- _WRITTEN REQUEST_:
Output each line of the listing below as a Markdown table with a "No." column for the row number and a "Text" column for the line, skipping blank lines and leaving out the pictures.

Region annotation entries
━━━━━━

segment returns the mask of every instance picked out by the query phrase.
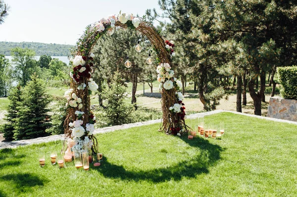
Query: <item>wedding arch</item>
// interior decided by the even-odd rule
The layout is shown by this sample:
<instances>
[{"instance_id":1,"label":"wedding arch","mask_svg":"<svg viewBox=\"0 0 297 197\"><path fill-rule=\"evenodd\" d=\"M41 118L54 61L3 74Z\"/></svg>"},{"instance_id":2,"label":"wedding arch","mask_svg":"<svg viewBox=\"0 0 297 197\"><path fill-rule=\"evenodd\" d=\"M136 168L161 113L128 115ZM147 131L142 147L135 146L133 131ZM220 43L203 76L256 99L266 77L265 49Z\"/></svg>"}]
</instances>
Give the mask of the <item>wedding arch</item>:
<instances>
[{"instance_id":1,"label":"wedding arch","mask_svg":"<svg viewBox=\"0 0 297 197\"><path fill-rule=\"evenodd\" d=\"M184 96L179 91L181 84L174 78L172 69L174 43L163 39L151 23L146 19L120 13L117 17L112 15L102 18L87 27L76 43L74 58L70 59L73 66L70 73L72 80L70 89L65 93L67 108L64 124L65 137L69 139L68 149L71 147L79 151L87 147L92 149L93 152L98 153L98 141L93 135L96 120L90 107L90 95L98 88L92 78L95 57L92 50L100 37L106 34L111 36L117 28L135 29L143 34L156 52L157 58L154 62L158 65L156 72L157 80L160 83L163 112L159 131L180 135L187 130Z\"/></svg>"}]
</instances>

━━━━━━

- _WRITTEN REPLY_:
| No. | Text |
|---|---|
| 1 | segment returns the mask of every instance picked out by the query phrase. |
| 2 | Query: <item>wedding arch</item> |
| 3 | // interior decided by the even-odd rule |
| 4 | The layout is shown by this sample: |
| 5 | <instances> |
| 6 | [{"instance_id":1,"label":"wedding arch","mask_svg":"<svg viewBox=\"0 0 297 197\"><path fill-rule=\"evenodd\" d=\"M41 118L54 61L3 74Z\"/></svg>"},{"instance_id":2,"label":"wedding arch","mask_svg":"<svg viewBox=\"0 0 297 197\"><path fill-rule=\"evenodd\" d=\"M136 168L161 113L128 115ZM147 131L142 147L135 146L133 131ZM220 43L203 76L256 99L266 77L265 49Z\"/></svg>"}] |
| 7 | </instances> |
| 8 | Give the mask of the <item>wedding arch</item>: |
| 9 | <instances> |
| 10 | [{"instance_id":1,"label":"wedding arch","mask_svg":"<svg viewBox=\"0 0 297 197\"><path fill-rule=\"evenodd\" d=\"M184 96L179 91L181 84L174 78L172 69L174 43L163 39L151 23L146 19L120 13L117 17L112 15L102 18L87 27L76 43L74 58L70 59L73 66L70 73L72 80L70 89L65 93L67 108L64 124L65 137L69 139L68 149L71 147L79 151L87 147L92 149L93 152L98 153L98 141L93 135L96 120L90 107L90 95L98 88L92 78L95 57L92 50L100 37L106 34L111 36L117 28L135 29L143 34L156 52L157 58L154 62L158 65L156 72L157 80L160 83L163 112L159 131L180 135L187 130Z\"/></svg>"}] |
| 11 | </instances> |